Data entries:

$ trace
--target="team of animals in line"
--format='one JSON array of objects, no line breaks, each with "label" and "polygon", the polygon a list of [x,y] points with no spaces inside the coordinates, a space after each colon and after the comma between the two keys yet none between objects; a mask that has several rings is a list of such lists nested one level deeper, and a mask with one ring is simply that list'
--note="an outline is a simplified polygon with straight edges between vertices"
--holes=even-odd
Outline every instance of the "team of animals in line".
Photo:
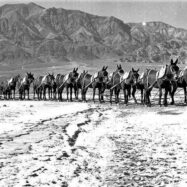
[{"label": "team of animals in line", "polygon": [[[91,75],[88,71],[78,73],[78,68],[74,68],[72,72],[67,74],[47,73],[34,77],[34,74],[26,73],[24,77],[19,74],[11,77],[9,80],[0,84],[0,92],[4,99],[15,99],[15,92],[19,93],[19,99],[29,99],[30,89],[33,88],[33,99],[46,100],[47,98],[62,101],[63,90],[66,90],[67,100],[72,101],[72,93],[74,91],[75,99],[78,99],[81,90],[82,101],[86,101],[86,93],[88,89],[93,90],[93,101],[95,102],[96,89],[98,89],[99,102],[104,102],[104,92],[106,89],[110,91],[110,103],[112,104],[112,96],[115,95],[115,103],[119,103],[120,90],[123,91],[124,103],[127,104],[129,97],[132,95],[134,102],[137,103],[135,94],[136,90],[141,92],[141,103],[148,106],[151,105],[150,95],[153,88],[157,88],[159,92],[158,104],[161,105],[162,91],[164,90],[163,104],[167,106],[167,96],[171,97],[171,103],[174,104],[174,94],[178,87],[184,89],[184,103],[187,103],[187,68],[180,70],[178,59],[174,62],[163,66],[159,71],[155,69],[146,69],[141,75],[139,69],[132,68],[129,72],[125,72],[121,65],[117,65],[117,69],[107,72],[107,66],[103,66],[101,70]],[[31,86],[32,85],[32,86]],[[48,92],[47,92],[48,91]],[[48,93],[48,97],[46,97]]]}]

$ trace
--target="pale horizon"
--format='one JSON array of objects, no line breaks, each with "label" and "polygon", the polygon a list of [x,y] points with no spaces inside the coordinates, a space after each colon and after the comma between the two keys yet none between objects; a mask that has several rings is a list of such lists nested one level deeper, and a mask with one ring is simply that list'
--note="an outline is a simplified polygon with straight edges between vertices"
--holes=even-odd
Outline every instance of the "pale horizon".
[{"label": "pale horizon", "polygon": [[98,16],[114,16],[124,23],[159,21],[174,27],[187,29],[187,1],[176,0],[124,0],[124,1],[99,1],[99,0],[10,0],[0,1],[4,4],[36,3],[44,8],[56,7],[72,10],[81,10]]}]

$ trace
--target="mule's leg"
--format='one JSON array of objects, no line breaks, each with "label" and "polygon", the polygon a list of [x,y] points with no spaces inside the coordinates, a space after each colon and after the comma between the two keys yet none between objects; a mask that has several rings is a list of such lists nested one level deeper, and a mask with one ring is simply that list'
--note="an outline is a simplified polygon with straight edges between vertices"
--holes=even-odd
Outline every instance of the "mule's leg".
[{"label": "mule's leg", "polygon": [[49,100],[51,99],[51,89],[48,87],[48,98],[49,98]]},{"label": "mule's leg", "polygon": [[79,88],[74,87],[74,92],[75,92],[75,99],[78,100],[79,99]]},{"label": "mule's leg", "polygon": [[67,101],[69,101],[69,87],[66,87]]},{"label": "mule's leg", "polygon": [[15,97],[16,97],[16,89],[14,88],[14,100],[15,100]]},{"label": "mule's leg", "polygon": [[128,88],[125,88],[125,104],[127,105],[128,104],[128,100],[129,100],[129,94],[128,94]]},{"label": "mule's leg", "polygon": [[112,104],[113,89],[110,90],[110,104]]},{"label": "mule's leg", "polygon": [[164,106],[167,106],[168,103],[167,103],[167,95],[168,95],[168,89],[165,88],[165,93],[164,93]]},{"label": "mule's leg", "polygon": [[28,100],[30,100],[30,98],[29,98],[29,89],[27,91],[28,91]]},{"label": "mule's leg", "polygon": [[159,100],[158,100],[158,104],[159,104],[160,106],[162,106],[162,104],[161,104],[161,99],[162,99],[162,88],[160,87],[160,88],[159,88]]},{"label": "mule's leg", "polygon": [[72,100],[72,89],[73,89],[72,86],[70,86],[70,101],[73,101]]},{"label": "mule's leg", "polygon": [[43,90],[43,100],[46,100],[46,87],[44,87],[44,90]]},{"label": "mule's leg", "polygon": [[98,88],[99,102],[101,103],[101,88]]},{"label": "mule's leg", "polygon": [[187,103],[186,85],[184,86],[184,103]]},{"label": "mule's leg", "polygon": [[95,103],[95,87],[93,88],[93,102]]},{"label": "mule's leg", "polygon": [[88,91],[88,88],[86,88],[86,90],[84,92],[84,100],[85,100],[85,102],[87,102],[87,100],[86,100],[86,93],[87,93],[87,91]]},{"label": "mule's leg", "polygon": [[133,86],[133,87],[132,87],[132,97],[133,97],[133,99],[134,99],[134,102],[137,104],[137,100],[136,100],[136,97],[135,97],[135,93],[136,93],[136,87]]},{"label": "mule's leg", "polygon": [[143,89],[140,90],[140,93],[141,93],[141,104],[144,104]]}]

Work to do:
The records above should be reproduced exactly, with no pictures included.

The solution:
$ trace
--target="team of animals in line"
--format='one JSON array of objects, no line breaks, each with "label" and "polygon", the polygon a list of [x,y] points with no spaces inside the coordinates, a space after each colon and after the comma between the two keys yet none between objects; a mask that has several rings is a list of such lists nested one level deeper, and a mask with one ring is simply that list'
--note="an outline is a simplified polygon with straight edges between vertices"
--holes=even-odd
Outline every instance of the "team of animals in line".
Photo:
[{"label": "team of animals in line", "polygon": [[[91,75],[88,71],[78,73],[78,68],[74,68],[72,72],[67,74],[47,73],[34,77],[34,74],[26,73],[24,77],[19,74],[11,77],[9,80],[0,84],[0,92],[4,99],[15,99],[15,92],[19,93],[19,99],[29,99],[30,89],[33,88],[33,99],[46,100],[47,98],[62,101],[63,90],[66,90],[67,100],[72,101],[72,93],[74,91],[75,99],[78,99],[81,90],[82,101],[86,101],[86,93],[88,89],[93,90],[93,101],[95,102],[96,89],[98,89],[99,102],[104,102],[104,92],[106,89],[110,91],[110,103],[112,104],[112,96],[115,95],[115,103],[119,103],[120,90],[123,91],[124,103],[127,104],[129,97],[132,95],[134,102],[137,103],[135,94],[136,90],[141,92],[141,103],[148,106],[151,105],[150,95],[153,88],[157,88],[159,92],[158,104],[161,105],[162,91],[164,90],[163,104],[167,106],[167,96],[171,97],[171,103],[174,104],[174,94],[178,87],[184,89],[184,103],[187,103],[187,68],[180,70],[178,59],[174,62],[163,66],[159,71],[155,69],[146,69],[141,75],[139,69],[132,68],[129,72],[125,72],[121,65],[117,65],[117,69],[107,72],[107,66],[103,66],[101,70]],[[31,86],[32,85],[32,86]],[[48,92],[47,92],[48,91]],[[48,93],[48,97],[46,97]]]}]

$ trace
--target="pale horizon"
--format='one JSON array of objects, no line breaks, each with "label" and "polygon", the polygon a list of [x,y] points with no spaces inside the coordinates, a space after each colon and after the comma between the two keys yet none between objects; a mask that has several rings is a list of such lists nested one level deeper, and a mask with one ring is simply that list'
--note="an outline is a simplified polygon with straight edges between vertices"
--holes=even-odd
Outline every instance of the "pale horizon".
[{"label": "pale horizon", "polygon": [[98,16],[114,16],[124,23],[159,21],[174,27],[187,29],[187,1],[176,0],[124,0],[124,1],[99,1],[99,0],[10,0],[0,1],[4,4],[36,3],[44,8],[56,7],[72,10],[81,10]]}]

$ trace
--target="mule's leg"
--format='one JSON array of objects, no line breaks, each with "label" and "polygon", the polygon a list of [x,y] points with no spaces inside the coordinates, a space after each colon and after the comma between the two keys yet none between objects; a mask that has several rings is a list of such lists nested one level deeper, and a mask with one ring is simply that list'
--note="an outline is a simplified polygon with straight edges between vertices"
--holes=even-odd
Outline every instance of the "mule's leg".
[{"label": "mule's leg", "polygon": [[49,100],[51,99],[51,89],[48,87],[48,98],[49,98]]},{"label": "mule's leg", "polygon": [[79,88],[74,87],[74,92],[75,92],[75,99],[78,100],[79,99]]},{"label": "mule's leg", "polygon": [[67,101],[69,101],[69,87],[66,87]]},{"label": "mule's leg", "polygon": [[15,97],[16,97],[16,89],[14,88],[14,100],[15,100]]},{"label": "mule's leg", "polygon": [[128,88],[125,88],[125,104],[127,105],[128,104],[128,100],[129,100],[129,94],[128,94]]},{"label": "mule's leg", "polygon": [[112,104],[113,89],[110,90],[110,104]]},{"label": "mule's leg", "polygon": [[164,106],[167,106],[168,103],[167,103],[167,95],[168,95],[168,89],[165,88],[165,93],[164,93]]},{"label": "mule's leg", "polygon": [[28,100],[30,100],[30,98],[29,98],[29,89],[27,91],[28,91]]},{"label": "mule's leg", "polygon": [[159,100],[158,100],[158,104],[159,104],[160,106],[162,106],[162,104],[161,104],[161,99],[162,99],[162,88],[160,87],[160,88],[159,88]]},{"label": "mule's leg", "polygon": [[72,100],[72,89],[73,89],[72,86],[70,86],[70,101],[73,101]]},{"label": "mule's leg", "polygon": [[43,90],[43,100],[46,100],[46,87],[44,87],[44,90]]},{"label": "mule's leg", "polygon": [[98,88],[99,102],[101,103],[101,88]]},{"label": "mule's leg", "polygon": [[187,103],[186,85],[184,86],[184,103]]},{"label": "mule's leg", "polygon": [[95,103],[95,87],[93,88],[93,102]]},{"label": "mule's leg", "polygon": [[88,91],[88,88],[86,88],[86,90],[84,92],[84,100],[85,100],[85,102],[87,102],[87,100],[86,100],[86,93],[87,93],[87,91]]},{"label": "mule's leg", "polygon": [[133,86],[133,87],[132,87],[132,97],[133,97],[133,99],[134,99],[134,102],[137,104],[137,100],[136,100],[136,97],[135,97],[135,93],[136,93],[136,87]]},{"label": "mule's leg", "polygon": [[143,89],[140,90],[140,93],[141,93],[141,104],[144,104]]}]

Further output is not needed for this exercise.